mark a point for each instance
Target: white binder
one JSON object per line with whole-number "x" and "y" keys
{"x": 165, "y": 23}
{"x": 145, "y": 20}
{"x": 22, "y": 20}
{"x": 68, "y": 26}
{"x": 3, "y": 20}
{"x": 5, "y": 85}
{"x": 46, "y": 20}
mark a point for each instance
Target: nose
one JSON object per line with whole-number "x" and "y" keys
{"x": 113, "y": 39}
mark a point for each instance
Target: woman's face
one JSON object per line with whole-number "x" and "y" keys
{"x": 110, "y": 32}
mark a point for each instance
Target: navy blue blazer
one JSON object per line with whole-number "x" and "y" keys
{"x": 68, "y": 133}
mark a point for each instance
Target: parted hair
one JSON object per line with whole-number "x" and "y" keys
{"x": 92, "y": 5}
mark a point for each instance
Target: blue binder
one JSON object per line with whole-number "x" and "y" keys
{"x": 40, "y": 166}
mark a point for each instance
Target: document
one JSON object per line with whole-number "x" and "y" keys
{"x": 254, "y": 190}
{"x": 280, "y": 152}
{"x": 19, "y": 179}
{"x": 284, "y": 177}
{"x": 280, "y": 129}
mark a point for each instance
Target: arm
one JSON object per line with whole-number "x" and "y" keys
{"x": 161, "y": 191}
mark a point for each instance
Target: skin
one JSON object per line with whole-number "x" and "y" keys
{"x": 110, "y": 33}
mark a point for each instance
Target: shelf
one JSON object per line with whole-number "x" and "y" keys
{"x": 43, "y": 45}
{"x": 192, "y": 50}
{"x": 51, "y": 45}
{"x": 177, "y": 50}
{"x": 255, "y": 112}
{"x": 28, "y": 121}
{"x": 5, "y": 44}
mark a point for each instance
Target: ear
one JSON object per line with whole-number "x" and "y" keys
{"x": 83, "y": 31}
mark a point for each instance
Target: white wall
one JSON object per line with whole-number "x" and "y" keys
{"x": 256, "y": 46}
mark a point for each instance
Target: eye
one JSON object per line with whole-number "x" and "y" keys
# # # #
What is needed: Take the entries above and copy them out exactly.

Answer for this exercise:
mark a point for each instance
Target: white binder
one JSON object per line with whole-number "x" and "y" keys
{"x": 165, "y": 23}
{"x": 145, "y": 20}
{"x": 22, "y": 20}
{"x": 68, "y": 26}
{"x": 3, "y": 20}
{"x": 5, "y": 85}
{"x": 46, "y": 20}
mark a point for each instance
Target: nose
one JSON object per line with whole-number "x" and "y" keys
{"x": 113, "y": 39}
mark a point for each instance
Target: woman's face
one JSON object per line with whole-number "x" and "y" keys
{"x": 110, "y": 32}
mark a point for each instance
Target: navy blue blazer
one JSON object per line with whole-number "x" and "y" keys
{"x": 68, "y": 133}
mark a point for each instance
Target: parted hair
one JSON object per line with whole-number "x" and "y" keys
{"x": 92, "y": 5}
mark a point for each instance
Target: blue binder
one JSON object per line with whole-number "x" and "y" keys
{"x": 40, "y": 166}
mark a point for each instance
Target: document
one JSON object per line with whole-number "x" and "y" keys
{"x": 254, "y": 190}
{"x": 280, "y": 152}
{"x": 19, "y": 179}
{"x": 284, "y": 177}
{"x": 280, "y": 129}
mark a point for each instance
Target: arm
one JSON object per line with whole-number "x" and "y" keys
{"x": 161, "y": 191}
mark a point for each instance
Target: skin
one JSON object per line with whole-number "x" and "y" keys
{"x": 110, "y": 33}
mark a point for each instance
Target: shelf
one JSON object per line with whole-number "x" and "y" keys
{"x": 43, "y": 45}
{"x": 192, "y": 50}
{"x": 51, "y": 45}
{"x": 177, "y": 50}
{"x": 255, "y": 112}
{"x": 28, "y": 121}
{"x": 5, "y": 44}
mark a point for each instance
Target: ear
one JSON object per line with whole-number "x" and "y" keys
{"x": 83, "y": 31}
mark a point for each instance
Target: white wall
one JSON object per line with whole-number "x" and "y" keys
{"x": 256, "y": 46}
mark a point for each instance
Target: eye
one JSON object per line with whole-number "x" and "y" keys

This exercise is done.